→ EXTRAIT DE PAGE:
Les cryptomonnaies ou l’avenir de la monnaie
6 min readClaude Junior Charles, avocat.
Maître en droit – droit des affaires
Les récentes variations à la hausse du roi des cryptomonnaies, bitcoin, dont la valeur boursière a atteint au moins 57 000,00 USD en date du 21 mars 2021[1] traduisent ce que le patron de Microsoft, Bill Gates, qualifie de tour de force technologique[2]. Ce nouvel usage numérique continue de remettre en question le système monétaire et financier traditionnel tant au niveau national qu’international. D’ailleurs, il a été créé, à la suite de la crise financière de 2008[3], dans l’objectif de rompre le lien de confiance avec les institutions d’état qui jouent le rôle d’autorité centrale de contrôle des transactions financières[4].
Aujourd’hui, il ne fait aucun doute que les nouveaux usages du numérique rendent les transactions commerciales de plus en plus virtuelles. D’autant plus que pour leurs adeptes, les cryptomonnaies sont considérées comme l’avenir de la monnaie[5]. D’autres prétextant le contraire en considérant qu’elles représentent un danger pour la société[6]. Sur ces entrefaites, ce billet a pour objectif de traiter sommairement de la notion de cryptomonnaie et ses caractéristiques.
Quid des cryptomonnaies ?
Le lauréat du Prix Nobel d’économie de 1976, Milton Friedman, lors d’une entrevue accordée en 1999, avait prédit qu’internet serait à l’origine d’une révolution qui permettra de transférer des fonds de A à B sans que A connaisse B ou que B connaisse A[7]. Nul doute que les cryptomonnaies sont l’objet de cette prédiction étant donné qu’il s’agit d’une innovation technologique qui permet d’effectuer des paiements entre pairs de manière décentralisée sans passer par un intermédiaire financier traditionnel[8]. Cela dit, la cryptomonnaie est définie comme « une monnaie virtuelle utilisée pour des échanges de biens ou de services, de pair à pair, généralement de manière indépendante du système bancaire ou de toute politique monétaire, et dont l’émission et les transactions reposent sur la technologie des chaînes de blocs »[9]. Ces dernières, communément appelées Blockchain, sont la technologie derrière cette monnaie cryptographique. Elles se définissent comme « une technologie de stockage numérique et de transmission à coût minime, décentralisée et totalement sécurisée »[10] ou encore comme un grand livre comptable qui retrace toutes les transactions financières d’une institution depuis sa constitution. Pour sa part, le Bitcoin est un système de transaction électronique qui fonctionne sur le principe de cette technologie de stockage[11]. Bien entendu, le Bitcoin avec le « B » majuscule désigne la structure technologique qui permet les transactions, alors que le bitcoin avec le « b » minuscule concerne l’unité qui a une valeur monétaire. Bien que ces deux technologies prêtent souvent à confusion, il faut retenir que le Bitcoin repose sur une valeur monétaire, tandis que la chaîne de blocs, qui offre des possibilités plus larges, lui sert de base de données pour le stockage et le transfert des valeurs en toute sécurité[12].

→ EXERCICE PROPOSÉ A: Dans le texte sur les cryptomonnaies, que désigne le bitcoin écrit avec un « b » minuscule ?
→ EXERCICE PROPOSÉ B: Rédigez la suite du texte sur les cryptomonnaies, en commençant après sa dernière phrase.
Les données qui suivent ne sont pas nécessaires.

→ INFORMATIONS FOURNIES:
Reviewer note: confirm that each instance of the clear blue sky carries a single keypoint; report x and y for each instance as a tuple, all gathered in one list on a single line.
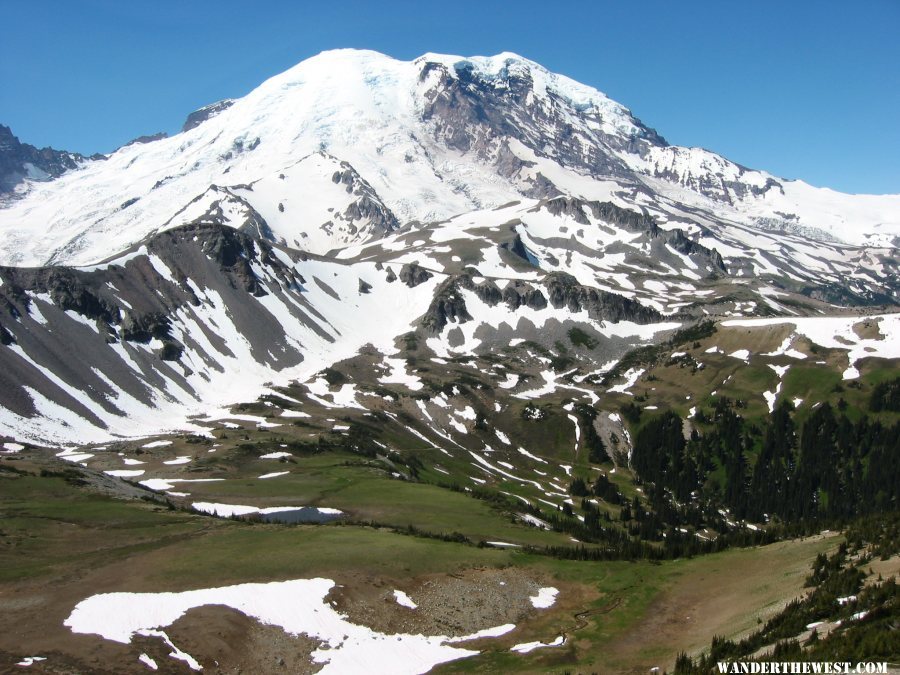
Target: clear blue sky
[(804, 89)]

→ RÉPONSE À L'EXERCICE A: L'unité qui a une valeur monétaire.

→ RÉPONSE À L'EXERCICE B:
LIRE AUSSI: Finance et technologie : entre idées, chantiers et espoir pour Haïti
Les caractéristiques
Les cryptomonnaies doivent toute leur noblesse à la technologie de la chaîne de blocs, car elle représente le registre dans lequel toutes les transactions effectuées sans distinction sont relatées. Mieux encore, elle fournit aux cryptomonnaies ses caractéristiques de décentralisation, de sécurité, de transparence et d’immutabilité.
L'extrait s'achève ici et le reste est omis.